● **What to work on**:
Below are some records. Write out exactly their lines from the one with "Target: duck's reflection in water" through the one with "[locate] green dump bed", and leave the pictures behind.
───── Records supplied ─────
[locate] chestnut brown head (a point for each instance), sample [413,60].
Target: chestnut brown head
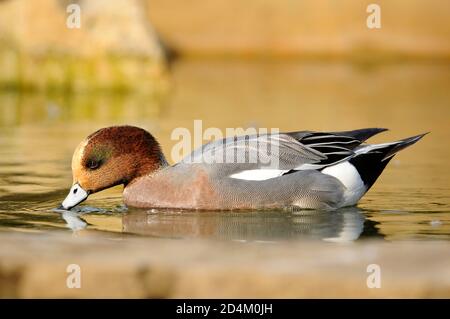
[112,156]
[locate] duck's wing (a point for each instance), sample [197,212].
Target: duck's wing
[259,157]
[256,151]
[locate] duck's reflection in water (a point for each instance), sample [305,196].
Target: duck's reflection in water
[339,226]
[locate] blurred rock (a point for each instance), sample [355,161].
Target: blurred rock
[114,48]
[306,28]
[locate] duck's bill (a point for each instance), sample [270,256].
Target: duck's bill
[76,195]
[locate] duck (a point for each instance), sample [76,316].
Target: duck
[293,170]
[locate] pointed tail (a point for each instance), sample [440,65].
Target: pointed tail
[370,160]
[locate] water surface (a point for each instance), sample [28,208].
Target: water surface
[38,133]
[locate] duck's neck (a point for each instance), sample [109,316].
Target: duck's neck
[153,162]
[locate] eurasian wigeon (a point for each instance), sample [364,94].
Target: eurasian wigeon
[314,170]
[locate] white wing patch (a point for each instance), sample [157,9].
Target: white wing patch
[258,174]
[348,175]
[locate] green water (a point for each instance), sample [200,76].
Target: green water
[39,132]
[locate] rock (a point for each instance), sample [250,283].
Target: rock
[115,47]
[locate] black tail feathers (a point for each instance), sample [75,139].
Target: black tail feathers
[371,160]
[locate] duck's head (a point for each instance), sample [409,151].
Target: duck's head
[112,156]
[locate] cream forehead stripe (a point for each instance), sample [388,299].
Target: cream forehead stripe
[78,156]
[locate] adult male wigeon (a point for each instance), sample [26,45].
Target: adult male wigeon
[314,170]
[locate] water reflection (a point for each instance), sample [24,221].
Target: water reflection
[343,225]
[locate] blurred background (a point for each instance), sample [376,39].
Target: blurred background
[161,64]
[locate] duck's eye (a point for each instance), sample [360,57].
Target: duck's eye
[93,164]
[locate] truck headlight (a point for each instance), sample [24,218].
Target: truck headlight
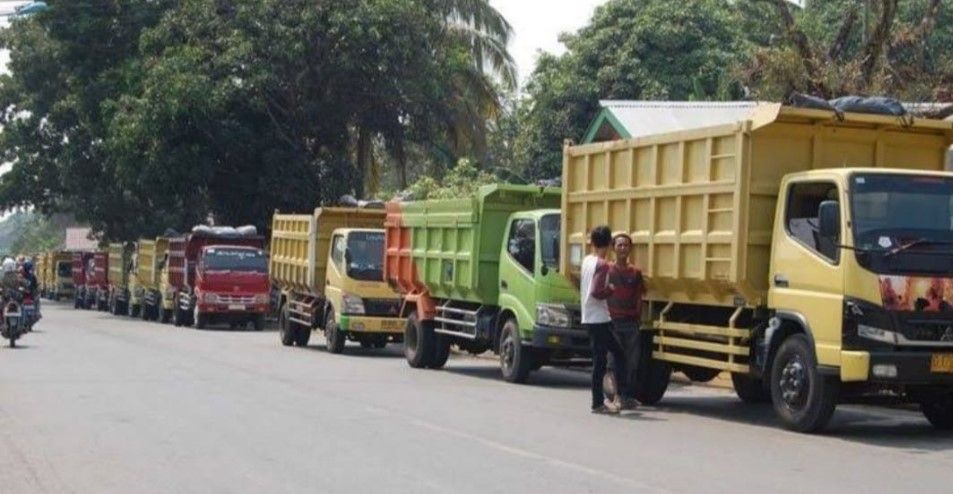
[556,316]
[353,304]
[878,334]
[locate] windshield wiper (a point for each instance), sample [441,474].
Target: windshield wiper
[909,245]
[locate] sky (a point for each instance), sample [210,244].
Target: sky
[537,25]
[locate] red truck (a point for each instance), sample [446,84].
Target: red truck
[216,275]
[89,278]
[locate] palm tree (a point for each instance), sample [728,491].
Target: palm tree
[478,25]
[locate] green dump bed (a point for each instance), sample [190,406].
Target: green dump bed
[451,248]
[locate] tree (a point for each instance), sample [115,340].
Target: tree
[231,109]
[632,49]
[831,49]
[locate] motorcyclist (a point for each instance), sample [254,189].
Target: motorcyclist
[29,278]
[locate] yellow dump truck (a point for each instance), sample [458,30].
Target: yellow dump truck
[55,274]
[329,268]
[804,252]
[120,264]
[144,295]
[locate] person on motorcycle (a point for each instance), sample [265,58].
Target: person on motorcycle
[32,284]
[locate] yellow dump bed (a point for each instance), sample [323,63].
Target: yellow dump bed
[149,255]
[700,203]
[300,243]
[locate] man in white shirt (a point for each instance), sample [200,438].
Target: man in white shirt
[595,289]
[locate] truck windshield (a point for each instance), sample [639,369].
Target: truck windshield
[64,269]
[903,223]
[549,241]
[365,256]
[225,259]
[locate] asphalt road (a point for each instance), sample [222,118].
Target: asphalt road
[97,404]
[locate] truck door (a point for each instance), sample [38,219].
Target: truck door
[517,271]
[806,271]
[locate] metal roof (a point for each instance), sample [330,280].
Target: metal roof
[630,119]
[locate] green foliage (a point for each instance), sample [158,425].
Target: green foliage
[460,181]
[632,49]
[147,114]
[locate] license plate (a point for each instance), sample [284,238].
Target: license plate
[942,363]
[392,325]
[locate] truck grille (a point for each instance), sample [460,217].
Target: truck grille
[381,307]
[236,299]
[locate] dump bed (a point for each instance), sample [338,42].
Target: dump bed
[300,243]
[184,251]
[150,253]
[700,204]
[120,256]
[451,248]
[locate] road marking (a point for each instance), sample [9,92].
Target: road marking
[600,474]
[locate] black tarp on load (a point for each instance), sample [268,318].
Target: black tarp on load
[876,105]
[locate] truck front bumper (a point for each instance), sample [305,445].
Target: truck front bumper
[234,308]
[895,367]
[576,339]
[371,324]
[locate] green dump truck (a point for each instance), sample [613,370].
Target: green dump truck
[482,273]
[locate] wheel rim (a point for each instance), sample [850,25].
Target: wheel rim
[794,383]
[507,351]
[410,339]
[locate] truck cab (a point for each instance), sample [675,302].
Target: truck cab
[231,285]
[360,305]
[862,264]
[544,303]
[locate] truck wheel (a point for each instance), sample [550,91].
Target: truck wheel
[333,334]
[648,376]
[441,352]
[749,389]
[418,342]
[516,360]
[200,319]
[939,411]
[700,374]
[802,397]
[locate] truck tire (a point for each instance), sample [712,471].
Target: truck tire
[939,411]
[441,352]
[649,377]
[418,342]
[802,397]
[699,374]
[516,360]
[749,389]
[333,335]
[302,335]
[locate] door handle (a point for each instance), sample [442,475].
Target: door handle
[781,281]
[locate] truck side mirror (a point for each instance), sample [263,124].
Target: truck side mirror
[828,216]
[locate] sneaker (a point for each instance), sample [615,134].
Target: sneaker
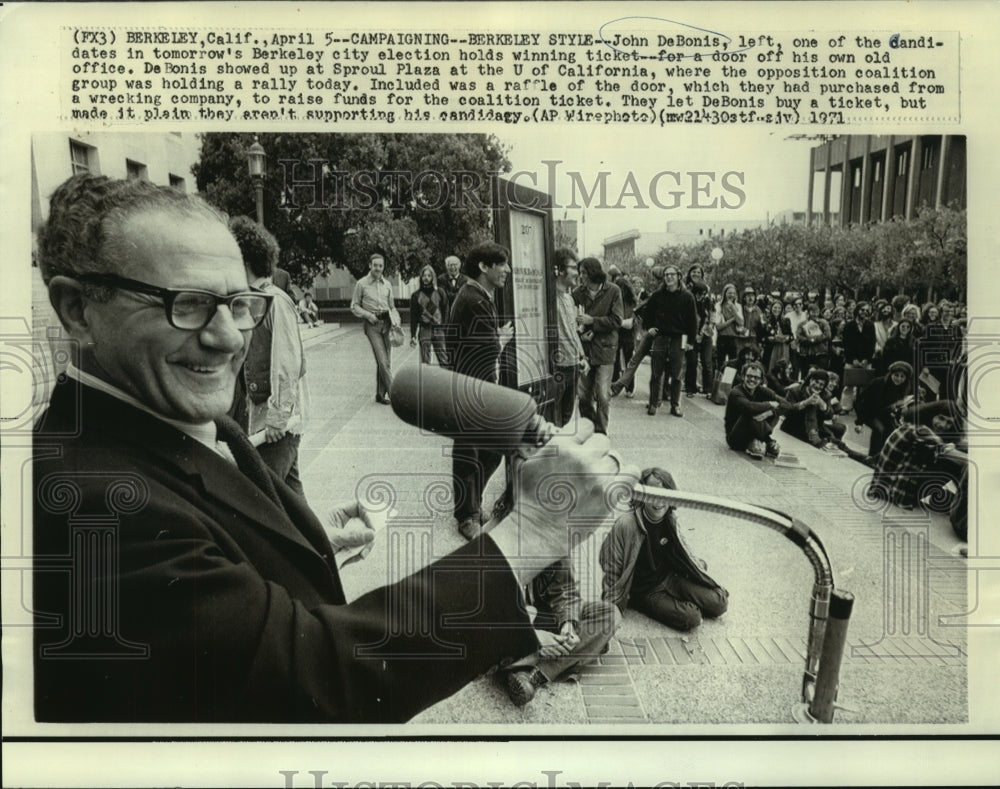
─────
● **Response box**:
Target: duck's reflection in water
[339,226]
[locate] blurred rock (a point for each instance), sample [355,161].
Target: blurred rock
[114,48]
[306,28]
[locate] duck's bill (a point for each instance), sample [270,256].
Target: duck's bill
[76,195]
[locate] duck (a point for each instance), sample [76,316].
Target: duck
[293,170]
[locate] pointed tail (a point for each instance), sample [440,65].
Target: pointed tail
[370,160]
[locate] water surface (a point for each instance), sample [28,208].
Target: water surface
[38,133]
[locate] duck's neck (a point for each instance), sample [109,316].
Target: duck's neck
[153,162]
[locate] eurasian wigeon (a point for each instance), sample [364,94].
Target: eurasian wigeon
[314,170]
[locate] white wing patch (a point for each instance), sample [157,9].
Target: white wing patch
[258,174]
[348,175]
[locate] green water (a point for each instance), sample [200,76].
Target: green water
[39,132]
[locate] rock (a point for each instance), sample [250,283].
Target: rock
[115,47]
[locate] black tail feathers (a point for each instance), sample [75,139].
Target: black tail feathers
[371,160]
[locate] duck's head (a point for each instance), sample [409,151].
Target: duck's head
[112,156]
[locate] cream forehead stripe (a point for each instance), sample [388,299].
Target: cream forehead stripe
[78,156]
[locate] adult male wigeon (a point for each instance), sample [26,45].
Target: adult male wigeon
[314,170]
[locate] water reflection (a point for each instance), sample [24,221].
Target: water reflection
[343,225]
[locate] blurred background (a point for each instance), sample [376,39].
Target: blurred background
[161,64]
[locate] duck's eye (a point for each instance), sample [360,57].
Target: duck's eye
[93,164]
[locate] truck headlight (a point for each instance), sample [24,218].
Target: truck headlight
[556,316]
[353,304]
[878,334]
[locate] windshield wiper (a point for each instance), sample [441,474].
Target: windshield wiper
[909,245]
[locate] sky (a point for each instance), sample [210,244].
Target: sky
[537,25]
[locate] red truck (a point for each instance), sample [446,84].
Target: red truck
[216,275]
[89,278]
[locate] palm tree (a point for each instance), sample [728,491].
Target: palm tree
[478,25]
[locate] green dump bed (a point for each instance), sample [190,406].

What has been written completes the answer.